TEXT FOR ANALYSIS:
⁂

# slightly nervous new girl



## Macca (May 3, 2006)

Hi having read a lot on this site i've decided to bite the bullet and introduce myself

my DH and i are 27 and have been ttc for 8 months (though somehow knowing all wasn't going to go according to plan!)

i tried a home OV kit and had no LH surges so decided to see a consultant who has sent us off for tests - am worrying myself silly over the HSG test   (will be great in labour eh!) which im having on the 16th - any advice would be gratefully recieved aswell as the folliclar monitoring which i start on the 10th as im not too sure what to expect with that.

xxxx


----------



## Ladyplops (Apr 27, 2006)

Hi macca,

I'm a semi-newby (signed up last week) and haven't logged of since.
I know what a minefiled all this can be and still feel like a total   as I dont know what I'm doing!
I had a HCG done recently and it was nowhere near as bad as I expected - just think of it as having a smear and you wont be far off.
You'll find everyone really helpful on here - dont worry if you dont get too many responses straight away as people log on at different times (I felt really unpopular cos i didn't get a response within 2 minutes!)

⁂

DATA UNDER STUDY:
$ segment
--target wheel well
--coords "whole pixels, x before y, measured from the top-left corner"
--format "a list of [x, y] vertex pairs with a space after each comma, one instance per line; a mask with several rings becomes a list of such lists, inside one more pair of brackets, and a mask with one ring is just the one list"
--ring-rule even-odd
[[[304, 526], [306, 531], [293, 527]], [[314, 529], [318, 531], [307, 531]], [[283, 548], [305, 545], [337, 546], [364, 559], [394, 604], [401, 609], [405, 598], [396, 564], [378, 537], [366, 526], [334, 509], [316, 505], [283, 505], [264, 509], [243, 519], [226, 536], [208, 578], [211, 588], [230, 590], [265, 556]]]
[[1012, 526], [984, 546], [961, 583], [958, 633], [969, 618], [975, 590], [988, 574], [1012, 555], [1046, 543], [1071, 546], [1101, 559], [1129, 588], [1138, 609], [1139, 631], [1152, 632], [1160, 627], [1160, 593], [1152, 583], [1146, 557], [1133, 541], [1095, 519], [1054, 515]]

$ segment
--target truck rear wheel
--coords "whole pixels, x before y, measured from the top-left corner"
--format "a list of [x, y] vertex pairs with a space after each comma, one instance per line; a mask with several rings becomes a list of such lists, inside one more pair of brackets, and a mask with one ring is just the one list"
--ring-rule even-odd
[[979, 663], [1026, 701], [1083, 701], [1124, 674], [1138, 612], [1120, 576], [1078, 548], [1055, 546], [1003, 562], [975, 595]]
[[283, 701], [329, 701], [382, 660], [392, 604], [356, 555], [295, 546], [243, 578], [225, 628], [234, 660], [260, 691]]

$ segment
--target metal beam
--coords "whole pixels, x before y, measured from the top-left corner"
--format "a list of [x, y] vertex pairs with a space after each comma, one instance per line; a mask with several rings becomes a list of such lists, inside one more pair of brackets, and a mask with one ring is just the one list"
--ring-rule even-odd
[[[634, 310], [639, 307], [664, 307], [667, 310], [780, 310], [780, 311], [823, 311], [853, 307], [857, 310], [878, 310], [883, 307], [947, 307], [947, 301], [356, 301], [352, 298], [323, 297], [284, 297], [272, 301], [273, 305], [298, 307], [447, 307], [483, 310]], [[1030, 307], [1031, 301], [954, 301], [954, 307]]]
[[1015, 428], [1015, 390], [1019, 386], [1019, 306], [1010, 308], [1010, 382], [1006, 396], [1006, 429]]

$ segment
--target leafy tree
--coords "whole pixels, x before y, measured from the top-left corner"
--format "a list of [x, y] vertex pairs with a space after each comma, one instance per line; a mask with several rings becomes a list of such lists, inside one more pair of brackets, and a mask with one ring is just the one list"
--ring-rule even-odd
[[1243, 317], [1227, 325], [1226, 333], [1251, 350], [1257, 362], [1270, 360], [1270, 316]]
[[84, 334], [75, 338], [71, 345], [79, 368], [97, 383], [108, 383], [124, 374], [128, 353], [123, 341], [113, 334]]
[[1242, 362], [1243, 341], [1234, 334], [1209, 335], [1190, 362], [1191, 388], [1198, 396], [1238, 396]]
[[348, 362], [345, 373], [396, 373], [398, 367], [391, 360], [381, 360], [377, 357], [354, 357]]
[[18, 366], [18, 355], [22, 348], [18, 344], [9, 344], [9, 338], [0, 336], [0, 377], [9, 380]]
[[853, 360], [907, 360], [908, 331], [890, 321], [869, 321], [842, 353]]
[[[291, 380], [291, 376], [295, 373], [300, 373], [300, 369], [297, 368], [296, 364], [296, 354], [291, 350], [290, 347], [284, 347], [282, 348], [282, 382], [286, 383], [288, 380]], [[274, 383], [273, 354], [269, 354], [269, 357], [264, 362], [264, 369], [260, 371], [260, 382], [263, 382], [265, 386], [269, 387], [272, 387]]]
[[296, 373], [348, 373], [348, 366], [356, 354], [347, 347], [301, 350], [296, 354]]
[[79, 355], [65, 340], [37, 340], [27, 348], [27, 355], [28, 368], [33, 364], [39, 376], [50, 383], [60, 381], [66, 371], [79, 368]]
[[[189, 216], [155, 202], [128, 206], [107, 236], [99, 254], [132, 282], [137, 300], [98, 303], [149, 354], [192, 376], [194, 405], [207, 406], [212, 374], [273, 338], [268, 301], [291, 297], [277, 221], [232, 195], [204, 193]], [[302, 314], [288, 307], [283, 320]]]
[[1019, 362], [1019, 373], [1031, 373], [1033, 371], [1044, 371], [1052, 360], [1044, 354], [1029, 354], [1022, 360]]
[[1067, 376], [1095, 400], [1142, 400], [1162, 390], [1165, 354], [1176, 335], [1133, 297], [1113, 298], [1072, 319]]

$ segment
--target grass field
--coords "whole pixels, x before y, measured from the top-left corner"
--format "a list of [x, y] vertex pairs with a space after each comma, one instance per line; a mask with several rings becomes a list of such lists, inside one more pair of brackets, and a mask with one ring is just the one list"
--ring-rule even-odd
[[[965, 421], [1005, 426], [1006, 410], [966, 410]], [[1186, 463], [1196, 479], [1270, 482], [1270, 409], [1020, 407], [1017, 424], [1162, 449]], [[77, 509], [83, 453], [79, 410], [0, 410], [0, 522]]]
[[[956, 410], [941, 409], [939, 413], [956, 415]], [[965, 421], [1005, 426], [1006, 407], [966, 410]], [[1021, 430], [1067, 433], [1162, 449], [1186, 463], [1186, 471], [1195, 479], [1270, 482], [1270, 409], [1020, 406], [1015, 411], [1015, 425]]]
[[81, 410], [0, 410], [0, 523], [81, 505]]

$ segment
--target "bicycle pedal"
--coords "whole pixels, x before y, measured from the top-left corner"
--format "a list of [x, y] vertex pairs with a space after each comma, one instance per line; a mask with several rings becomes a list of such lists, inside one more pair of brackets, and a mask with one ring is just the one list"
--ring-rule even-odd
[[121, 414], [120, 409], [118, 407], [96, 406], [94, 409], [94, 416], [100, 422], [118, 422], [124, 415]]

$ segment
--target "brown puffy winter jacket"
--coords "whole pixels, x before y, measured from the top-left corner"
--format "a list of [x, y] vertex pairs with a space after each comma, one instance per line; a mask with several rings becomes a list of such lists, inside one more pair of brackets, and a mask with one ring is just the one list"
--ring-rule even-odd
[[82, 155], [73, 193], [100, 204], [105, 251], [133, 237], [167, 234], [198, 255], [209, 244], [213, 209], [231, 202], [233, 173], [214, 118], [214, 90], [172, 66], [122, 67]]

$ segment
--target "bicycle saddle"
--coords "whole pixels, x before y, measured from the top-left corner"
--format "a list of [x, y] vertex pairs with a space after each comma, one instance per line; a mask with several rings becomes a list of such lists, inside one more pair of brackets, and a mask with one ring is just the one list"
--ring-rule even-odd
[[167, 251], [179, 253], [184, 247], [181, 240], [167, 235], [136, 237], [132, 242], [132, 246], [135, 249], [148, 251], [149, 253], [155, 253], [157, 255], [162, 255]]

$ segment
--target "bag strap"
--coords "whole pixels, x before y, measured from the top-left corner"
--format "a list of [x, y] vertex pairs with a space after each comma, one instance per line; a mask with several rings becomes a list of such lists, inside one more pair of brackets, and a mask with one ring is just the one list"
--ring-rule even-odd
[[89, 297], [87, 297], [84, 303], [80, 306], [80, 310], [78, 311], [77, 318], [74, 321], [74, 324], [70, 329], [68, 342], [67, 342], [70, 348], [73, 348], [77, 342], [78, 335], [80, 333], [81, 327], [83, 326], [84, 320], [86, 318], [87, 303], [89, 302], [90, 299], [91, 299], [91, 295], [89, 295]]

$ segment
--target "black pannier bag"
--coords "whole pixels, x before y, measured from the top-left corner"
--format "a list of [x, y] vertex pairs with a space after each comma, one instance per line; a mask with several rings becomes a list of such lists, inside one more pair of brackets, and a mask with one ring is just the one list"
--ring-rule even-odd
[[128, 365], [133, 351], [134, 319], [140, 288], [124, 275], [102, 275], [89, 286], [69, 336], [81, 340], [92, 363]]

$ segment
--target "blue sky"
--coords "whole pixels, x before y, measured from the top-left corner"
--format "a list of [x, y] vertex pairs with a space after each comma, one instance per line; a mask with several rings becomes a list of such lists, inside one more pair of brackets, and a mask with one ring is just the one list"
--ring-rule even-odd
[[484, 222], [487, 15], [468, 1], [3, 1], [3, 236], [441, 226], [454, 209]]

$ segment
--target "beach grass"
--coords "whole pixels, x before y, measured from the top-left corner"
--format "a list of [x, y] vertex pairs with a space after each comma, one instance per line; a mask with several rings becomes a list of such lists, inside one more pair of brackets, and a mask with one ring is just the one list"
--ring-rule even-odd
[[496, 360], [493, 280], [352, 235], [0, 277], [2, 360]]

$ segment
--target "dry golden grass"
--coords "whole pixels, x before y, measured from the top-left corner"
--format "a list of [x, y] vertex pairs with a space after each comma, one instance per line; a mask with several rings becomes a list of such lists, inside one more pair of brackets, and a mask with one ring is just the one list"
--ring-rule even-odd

⁂

TASKS TO COMPLETE:
1. Rewrite the forum thread from "## Macca (May" to "expect with that.", replacing "consultant" with "specialist".
2. In the forum thread, on what date is Macca having the HSG test?
3. Write what comes next in the forum thread about trying to conceive, starting after its final sentence.

ANSWERS TO THE EXERCISE:
1.
## Macca (May 3, 2006)

Hi having read a lot on this site i've decided to bite the bullet and introduce myself

my DH and i are 27 and have been ttc for 8 months (though somehow knowing all wasn't going to go according to plan!)

i tried a home OV kit and had no LH surges so decided to see a specialist who has sent us off for tests - am worrying myself silly over the HSG test   (will be great in labour eh!) which im having on the 16th - any advice would be gratefully recieved aswell as the folliclar monitoring which i start on the 10th as im not too sure what to expect with that.

2. On the 16th.

3.
Speak to you again and best of luck
Lady
x


----------



## Macca (May 3, 2006)

Thanks Lady - i was trying not to take the lack of responses personally!  
have you had folicular monitoring is this invasive as well or another xray?

xx


----------



## Ladyplops (Apr 27, 2006)

Hi babe,

No - I havent had that one done (although I'm sure half the ladies on the site have so check ur responses later).

Have you looked at some of the more specific threads? - I've been trawling through and have found out a fair bit from it

Lady
x


----------



## Tazza (Apr 23, 2006)

Like Lady i'm fairly new here too!

Like you i kept doing the OV kits and couldn't work out why i never had a surge (one month i did it every other day, which cost me a small forture, but shhhhhhh don't tell my hubbie how much they really cost!)

I had a scan and had blood taken twice a month for 6 months, but i have been diagnosed with PCOS - so i'm not sur eif thast is the same thing as you.  Liek you i am tottally   by all the spill they give you at the GP surgery.

Good luck and hope to talk to you again soo

Tazza x


----------



## Macca (May 3, 2006)

Thanks Tazza - it really helps to know other people are there.  I sit in an office with pregnant woman all round me it seems!! i haven't told my collegues about what im about to go through so they have no way of knowing but sometimes it is really tough to keep smiling!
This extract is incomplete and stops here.